__WORK REQUIRED__.
Copy the records below from the line with "Target: water reflection" through the end of the records, replacing "distant hill" with "far ridge" and leaving everything else unchanged.

__TASK INPUTS__.
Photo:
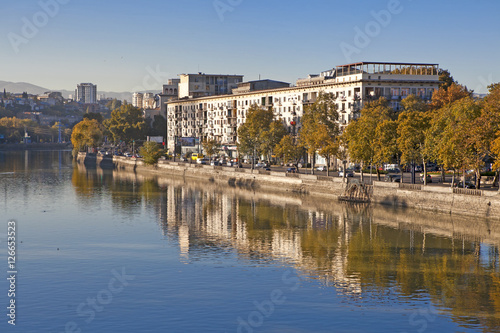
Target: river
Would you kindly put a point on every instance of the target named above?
(113, 251)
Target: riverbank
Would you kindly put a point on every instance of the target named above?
(34, 146)
(462, 202)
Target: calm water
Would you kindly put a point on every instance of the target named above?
(108, 251)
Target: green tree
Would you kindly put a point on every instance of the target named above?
(210, 147)
(288, 150)
(150, 152)
(320, 129)
(271, 137)
(251, 133)
(158, 127)
(86, 134)
(444, 96)
(126, 124)
(413, 126)
(361, 135)
(445, 79)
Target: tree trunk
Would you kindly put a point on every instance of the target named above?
(495, 180)
(312, 163)
(425, 172)
(362, 174)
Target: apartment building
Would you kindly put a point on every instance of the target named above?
(219, 116)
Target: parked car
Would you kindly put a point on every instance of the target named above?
(468, 184)
(348, 173)
(392, 178)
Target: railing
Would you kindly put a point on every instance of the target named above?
(467, 191)
(405, 186)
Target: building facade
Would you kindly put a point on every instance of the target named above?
(219, 116)
(86, 93)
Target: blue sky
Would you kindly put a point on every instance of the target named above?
(136, 45)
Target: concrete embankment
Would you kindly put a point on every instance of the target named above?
(430, 198)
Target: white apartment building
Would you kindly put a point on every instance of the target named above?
(137, 99)
(353, 84)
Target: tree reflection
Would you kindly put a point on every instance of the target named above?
(359, 250)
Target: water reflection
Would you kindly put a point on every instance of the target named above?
(361, 252)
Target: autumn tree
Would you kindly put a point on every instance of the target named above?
(94, 115)
(271, 137)
(150, 152)
(126, 124)
(210, 146)
(413, 126)
(86, 134)
(320, 129)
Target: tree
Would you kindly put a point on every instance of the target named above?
(126, 124)
(87, 133)
(251, 133)
(150, 152)
(210, 147)
(412, 129)
(361, 135)
(288, 150)
(94, 115)
(445, 79)
(444, 96)
(320, 129)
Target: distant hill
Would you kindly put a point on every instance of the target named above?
(20, 87)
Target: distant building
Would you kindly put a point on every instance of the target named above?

__TASK RESPONSE__.
Target: water reflection
Would you kindly put a point on every instance of the target named above?
(361, 252)
Target: autumn tree
Would you kindly put a point on every instance of the target named above?
(94, 115)
(271, 137)
(150, 152)
(126, 124)
(210, 146)
(413, 126)
(86, 134)
(320, 129)
Target: tree
Would you kindly put a point on every instance of the target named above?
(126, 124)
(87, 133)
(251, 133)
(150, 152)
(210, 147)
(412, 129)
(361, 135)
(288, 150)
(94, 115)
(445, 79)
(444, 96)
(320, 129)
Target: far ridge
Would you kindly put a point on every instance of the target named above?
(20, 87)
Target: distant building
Would you kindly put a point on every instance of the target named above?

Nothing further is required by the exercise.